---- DATA ENTRIES
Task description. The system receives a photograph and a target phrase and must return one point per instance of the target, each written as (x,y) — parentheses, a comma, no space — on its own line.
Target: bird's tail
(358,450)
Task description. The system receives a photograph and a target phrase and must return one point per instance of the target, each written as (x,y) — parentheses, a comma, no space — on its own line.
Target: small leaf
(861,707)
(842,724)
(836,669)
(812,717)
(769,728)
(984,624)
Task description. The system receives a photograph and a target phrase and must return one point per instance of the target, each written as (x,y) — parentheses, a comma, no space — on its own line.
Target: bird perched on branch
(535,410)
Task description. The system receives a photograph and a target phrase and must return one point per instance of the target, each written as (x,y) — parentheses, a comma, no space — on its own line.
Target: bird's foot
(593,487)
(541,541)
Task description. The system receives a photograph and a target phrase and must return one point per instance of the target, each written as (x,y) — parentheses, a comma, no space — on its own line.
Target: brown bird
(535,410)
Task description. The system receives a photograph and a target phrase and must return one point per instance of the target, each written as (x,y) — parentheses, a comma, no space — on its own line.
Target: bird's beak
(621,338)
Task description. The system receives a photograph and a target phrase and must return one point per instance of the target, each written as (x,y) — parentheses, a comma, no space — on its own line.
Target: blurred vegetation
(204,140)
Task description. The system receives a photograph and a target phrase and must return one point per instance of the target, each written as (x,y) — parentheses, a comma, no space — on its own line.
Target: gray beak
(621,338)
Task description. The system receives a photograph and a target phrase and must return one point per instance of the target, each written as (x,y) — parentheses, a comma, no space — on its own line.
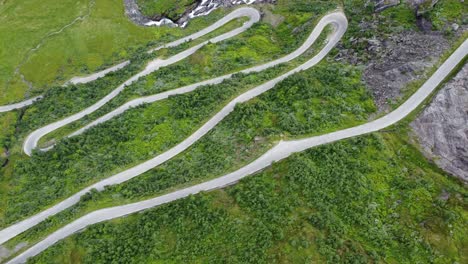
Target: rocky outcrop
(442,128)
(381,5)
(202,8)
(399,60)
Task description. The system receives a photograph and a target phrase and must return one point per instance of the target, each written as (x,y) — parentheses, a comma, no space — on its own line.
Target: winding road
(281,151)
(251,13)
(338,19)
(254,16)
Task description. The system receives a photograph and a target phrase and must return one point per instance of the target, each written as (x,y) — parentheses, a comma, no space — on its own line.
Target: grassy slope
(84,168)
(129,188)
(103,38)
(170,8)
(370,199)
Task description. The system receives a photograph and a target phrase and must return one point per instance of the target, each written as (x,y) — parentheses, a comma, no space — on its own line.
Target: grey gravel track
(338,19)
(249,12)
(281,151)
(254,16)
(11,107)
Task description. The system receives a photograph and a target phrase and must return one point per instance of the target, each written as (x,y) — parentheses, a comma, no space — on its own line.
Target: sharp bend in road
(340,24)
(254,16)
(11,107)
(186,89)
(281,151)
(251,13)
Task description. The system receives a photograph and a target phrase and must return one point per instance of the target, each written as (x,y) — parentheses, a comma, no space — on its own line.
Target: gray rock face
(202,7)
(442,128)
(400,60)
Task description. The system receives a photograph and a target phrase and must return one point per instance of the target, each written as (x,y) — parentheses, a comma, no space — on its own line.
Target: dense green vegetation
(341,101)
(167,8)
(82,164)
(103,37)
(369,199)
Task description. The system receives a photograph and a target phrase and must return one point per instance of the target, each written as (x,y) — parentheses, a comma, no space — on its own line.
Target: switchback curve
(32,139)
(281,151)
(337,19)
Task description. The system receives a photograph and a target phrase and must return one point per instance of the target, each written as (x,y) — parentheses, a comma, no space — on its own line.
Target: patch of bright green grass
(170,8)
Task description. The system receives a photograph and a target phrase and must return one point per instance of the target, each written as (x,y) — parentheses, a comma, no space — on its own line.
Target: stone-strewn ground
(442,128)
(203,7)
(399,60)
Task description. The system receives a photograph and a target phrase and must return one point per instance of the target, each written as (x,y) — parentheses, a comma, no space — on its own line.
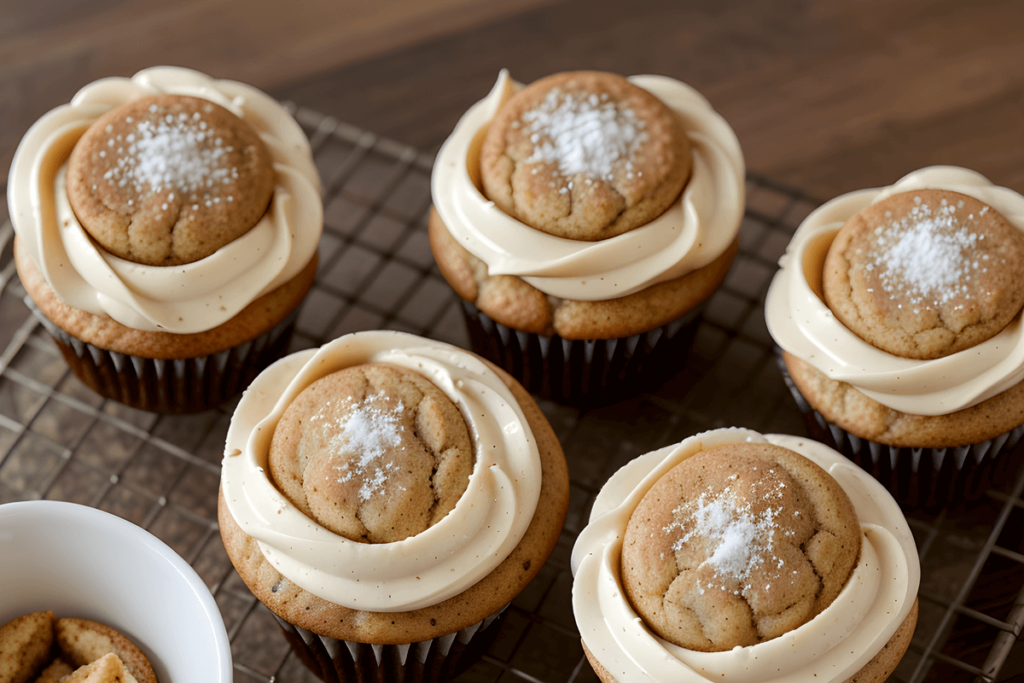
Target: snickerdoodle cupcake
--------
---- DATA ENTRIES
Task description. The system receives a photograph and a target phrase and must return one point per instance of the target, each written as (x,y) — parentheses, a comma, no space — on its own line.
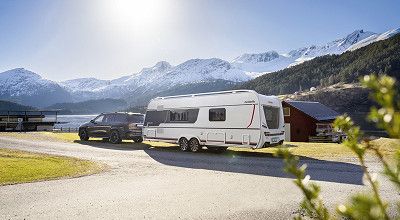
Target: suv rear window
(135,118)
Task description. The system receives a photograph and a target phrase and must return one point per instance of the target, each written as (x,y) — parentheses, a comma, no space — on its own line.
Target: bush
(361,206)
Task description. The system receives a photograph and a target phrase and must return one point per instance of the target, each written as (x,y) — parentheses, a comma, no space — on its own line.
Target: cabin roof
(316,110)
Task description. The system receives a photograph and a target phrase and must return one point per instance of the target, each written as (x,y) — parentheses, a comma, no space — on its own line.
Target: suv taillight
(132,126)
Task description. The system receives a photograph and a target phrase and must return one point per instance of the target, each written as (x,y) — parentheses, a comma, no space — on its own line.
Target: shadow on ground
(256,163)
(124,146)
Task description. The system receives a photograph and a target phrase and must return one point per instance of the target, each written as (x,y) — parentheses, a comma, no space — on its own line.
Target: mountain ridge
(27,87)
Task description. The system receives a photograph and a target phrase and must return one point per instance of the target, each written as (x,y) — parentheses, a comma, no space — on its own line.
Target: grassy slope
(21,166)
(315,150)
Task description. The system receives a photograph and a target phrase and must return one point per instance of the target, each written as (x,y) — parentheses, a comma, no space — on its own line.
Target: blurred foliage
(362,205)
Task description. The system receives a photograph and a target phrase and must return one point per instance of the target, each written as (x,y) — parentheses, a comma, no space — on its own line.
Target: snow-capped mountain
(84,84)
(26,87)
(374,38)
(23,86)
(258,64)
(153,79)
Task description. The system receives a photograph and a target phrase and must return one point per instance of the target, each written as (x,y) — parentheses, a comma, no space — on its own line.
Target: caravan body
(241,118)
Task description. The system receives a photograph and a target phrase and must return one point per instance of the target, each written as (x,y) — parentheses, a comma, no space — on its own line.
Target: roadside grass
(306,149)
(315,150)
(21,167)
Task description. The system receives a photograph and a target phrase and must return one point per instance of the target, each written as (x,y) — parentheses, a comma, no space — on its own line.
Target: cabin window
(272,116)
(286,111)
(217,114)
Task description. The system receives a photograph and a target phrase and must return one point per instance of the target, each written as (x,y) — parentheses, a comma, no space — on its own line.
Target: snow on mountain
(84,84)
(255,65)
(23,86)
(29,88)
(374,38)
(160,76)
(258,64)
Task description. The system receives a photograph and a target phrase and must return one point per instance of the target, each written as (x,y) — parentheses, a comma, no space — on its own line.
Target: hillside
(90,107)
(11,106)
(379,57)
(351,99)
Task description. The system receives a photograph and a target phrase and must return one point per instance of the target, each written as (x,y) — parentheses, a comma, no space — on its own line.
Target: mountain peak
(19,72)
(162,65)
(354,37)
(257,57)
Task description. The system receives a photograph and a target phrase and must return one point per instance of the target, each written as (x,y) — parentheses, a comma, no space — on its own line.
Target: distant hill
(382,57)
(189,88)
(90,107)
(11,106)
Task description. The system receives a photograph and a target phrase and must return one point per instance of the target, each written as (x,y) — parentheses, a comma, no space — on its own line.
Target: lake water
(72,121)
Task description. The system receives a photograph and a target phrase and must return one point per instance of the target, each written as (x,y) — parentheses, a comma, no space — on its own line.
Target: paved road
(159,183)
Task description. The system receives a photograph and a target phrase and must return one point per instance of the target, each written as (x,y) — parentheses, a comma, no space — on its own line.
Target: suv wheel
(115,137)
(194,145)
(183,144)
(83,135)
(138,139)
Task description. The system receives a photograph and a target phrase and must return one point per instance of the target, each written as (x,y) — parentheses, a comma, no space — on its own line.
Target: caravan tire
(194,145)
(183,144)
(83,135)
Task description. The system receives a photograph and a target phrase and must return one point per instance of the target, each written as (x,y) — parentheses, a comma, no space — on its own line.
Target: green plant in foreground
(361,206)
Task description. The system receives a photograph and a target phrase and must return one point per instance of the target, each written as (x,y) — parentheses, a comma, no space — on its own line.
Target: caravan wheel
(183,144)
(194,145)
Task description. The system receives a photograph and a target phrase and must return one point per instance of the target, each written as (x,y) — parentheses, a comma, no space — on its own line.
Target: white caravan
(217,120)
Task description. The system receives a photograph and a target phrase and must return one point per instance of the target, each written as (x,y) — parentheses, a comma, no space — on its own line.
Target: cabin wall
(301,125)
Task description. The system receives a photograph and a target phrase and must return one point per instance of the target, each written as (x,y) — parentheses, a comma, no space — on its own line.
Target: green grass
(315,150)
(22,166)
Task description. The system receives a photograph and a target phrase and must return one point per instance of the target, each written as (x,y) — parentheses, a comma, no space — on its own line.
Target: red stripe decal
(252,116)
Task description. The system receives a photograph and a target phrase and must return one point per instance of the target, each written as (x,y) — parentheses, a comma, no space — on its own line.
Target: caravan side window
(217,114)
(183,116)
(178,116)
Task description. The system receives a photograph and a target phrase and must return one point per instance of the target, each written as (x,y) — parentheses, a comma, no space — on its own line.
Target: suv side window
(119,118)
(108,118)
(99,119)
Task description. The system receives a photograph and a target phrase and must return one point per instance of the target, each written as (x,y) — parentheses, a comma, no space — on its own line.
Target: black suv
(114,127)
--------
---- DATA ENTRIES
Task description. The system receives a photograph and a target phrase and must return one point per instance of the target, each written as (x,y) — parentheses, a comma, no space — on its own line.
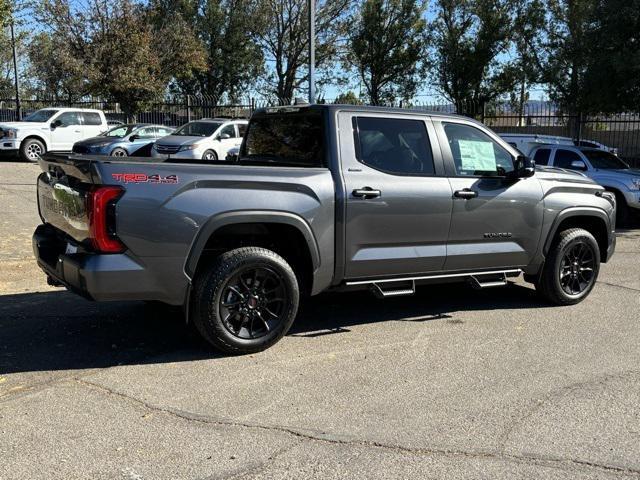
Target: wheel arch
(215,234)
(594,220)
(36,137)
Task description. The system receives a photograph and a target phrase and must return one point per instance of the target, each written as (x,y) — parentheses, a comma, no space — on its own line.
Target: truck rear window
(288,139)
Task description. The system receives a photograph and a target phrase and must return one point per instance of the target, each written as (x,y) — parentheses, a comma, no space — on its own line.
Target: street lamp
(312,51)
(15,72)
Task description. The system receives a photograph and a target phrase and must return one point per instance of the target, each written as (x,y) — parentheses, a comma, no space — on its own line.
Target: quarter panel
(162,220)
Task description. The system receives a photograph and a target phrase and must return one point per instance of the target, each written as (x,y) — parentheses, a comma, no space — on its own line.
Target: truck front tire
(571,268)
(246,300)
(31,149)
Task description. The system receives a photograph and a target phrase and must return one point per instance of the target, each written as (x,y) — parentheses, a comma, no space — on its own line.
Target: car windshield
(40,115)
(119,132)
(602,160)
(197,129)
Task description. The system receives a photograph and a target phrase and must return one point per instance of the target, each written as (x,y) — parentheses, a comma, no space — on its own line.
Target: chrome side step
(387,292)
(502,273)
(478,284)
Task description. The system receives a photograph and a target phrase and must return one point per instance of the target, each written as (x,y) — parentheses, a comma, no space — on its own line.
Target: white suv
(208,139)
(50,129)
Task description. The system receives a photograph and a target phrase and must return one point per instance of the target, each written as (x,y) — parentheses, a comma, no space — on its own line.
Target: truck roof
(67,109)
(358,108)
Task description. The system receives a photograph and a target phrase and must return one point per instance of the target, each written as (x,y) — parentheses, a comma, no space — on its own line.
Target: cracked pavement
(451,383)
--------
**WHAT YOU WILL DO:** Locate every line in the rows above that includes the word "bird", and copy each of those lines out in full.

**THE ANSWER:**
Target: bird's tail
Target: bird perched on branch
Target: bird's foot
Target: brown bird
Target: bird's beak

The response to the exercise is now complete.